GOALS:
1. In the text on measures of dispersion, what are relative measures of dispersion sometimes called?
2. Write out the text on measures of dispersion word for word, from "## Absolute Measures" up to and including "deviation and variance.".

EXCERPT:
The easiest way to differentiate relative dispersion/absolute dispersion is to check whether your statistic involves **units**. Absolute measures always have units, while relative measures do not.

## Absolute Measures of Dispersion

**Absolute measures of dispersion** include:

- The range ,
- The quartile deviation,
- The mean deviation,
- The standard deviation and variance.

Absolute measures of dispersion use the original units of data, and are most useful for understanding the dispersion within the context of your experiment and measurements.

## Relative Measures of Dispersion

**Relative measures of dispersion** are calculated as ratios or percentages; for example, one relative measure of dispersion is the ratio of the standard deviation to the mean. Relative measures of dispersion are always dimensionless, and they are particularly useful for making comparisons between separate data sets or different experiments that might use different units. They are sometimes called *coefficients of dispersion. *

## Some Commonly Used Measures of Relative Dispersion / Absolute Dispersion

The simplest measure of absolute dispersion is the range. This is just the upper limit minus the lower limit; the largest data point minus the smallest. We can write this as R = H – L.

For example, if a data set consisted of the points 2, 4, 5, 8, and 18, the range would be 18 – 2 = 16.

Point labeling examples
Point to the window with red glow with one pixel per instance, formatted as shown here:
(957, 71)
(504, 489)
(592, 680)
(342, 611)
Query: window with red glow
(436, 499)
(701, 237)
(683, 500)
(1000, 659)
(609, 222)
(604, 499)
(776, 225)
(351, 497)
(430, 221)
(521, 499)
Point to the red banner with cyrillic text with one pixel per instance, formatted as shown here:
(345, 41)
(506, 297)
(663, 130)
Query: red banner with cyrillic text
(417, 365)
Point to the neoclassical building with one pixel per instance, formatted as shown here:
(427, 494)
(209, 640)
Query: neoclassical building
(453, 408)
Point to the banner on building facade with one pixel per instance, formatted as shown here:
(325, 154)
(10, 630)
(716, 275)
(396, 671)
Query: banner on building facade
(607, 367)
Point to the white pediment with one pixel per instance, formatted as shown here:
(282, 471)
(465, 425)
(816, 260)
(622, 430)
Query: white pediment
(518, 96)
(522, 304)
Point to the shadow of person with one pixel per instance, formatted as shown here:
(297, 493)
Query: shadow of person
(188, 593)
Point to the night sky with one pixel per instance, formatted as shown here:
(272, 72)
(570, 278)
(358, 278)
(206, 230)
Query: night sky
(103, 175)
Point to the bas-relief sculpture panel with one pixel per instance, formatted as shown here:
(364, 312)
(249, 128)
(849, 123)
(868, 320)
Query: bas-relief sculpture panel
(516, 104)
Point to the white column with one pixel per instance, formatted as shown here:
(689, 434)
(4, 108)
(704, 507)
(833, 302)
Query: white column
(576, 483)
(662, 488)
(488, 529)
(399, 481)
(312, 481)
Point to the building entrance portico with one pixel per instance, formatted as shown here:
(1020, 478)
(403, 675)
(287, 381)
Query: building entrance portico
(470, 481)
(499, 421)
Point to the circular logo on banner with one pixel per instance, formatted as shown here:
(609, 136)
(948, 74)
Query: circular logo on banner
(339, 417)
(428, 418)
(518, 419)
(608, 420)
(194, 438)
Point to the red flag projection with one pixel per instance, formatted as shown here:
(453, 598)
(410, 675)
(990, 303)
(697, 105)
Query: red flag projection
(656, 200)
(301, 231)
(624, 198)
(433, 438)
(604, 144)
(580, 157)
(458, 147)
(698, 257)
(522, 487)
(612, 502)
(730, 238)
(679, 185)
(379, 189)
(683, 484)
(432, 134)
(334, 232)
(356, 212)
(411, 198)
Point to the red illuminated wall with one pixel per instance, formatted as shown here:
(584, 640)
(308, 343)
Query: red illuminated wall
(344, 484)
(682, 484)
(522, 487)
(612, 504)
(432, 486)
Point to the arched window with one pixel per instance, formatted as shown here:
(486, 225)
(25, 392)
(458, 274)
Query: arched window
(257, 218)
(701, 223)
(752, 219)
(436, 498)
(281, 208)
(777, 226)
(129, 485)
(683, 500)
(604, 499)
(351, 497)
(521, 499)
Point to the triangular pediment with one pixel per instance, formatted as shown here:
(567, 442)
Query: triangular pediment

FULL SOLUTIONS:
1. Coefficients of dispersion.

2.
## Absolute Measures of Dispersion

**Absolute measures of dispersion** include:

- The range ,
- The quartile deviation,
- The mean deviation,
- The standard deviation and variance.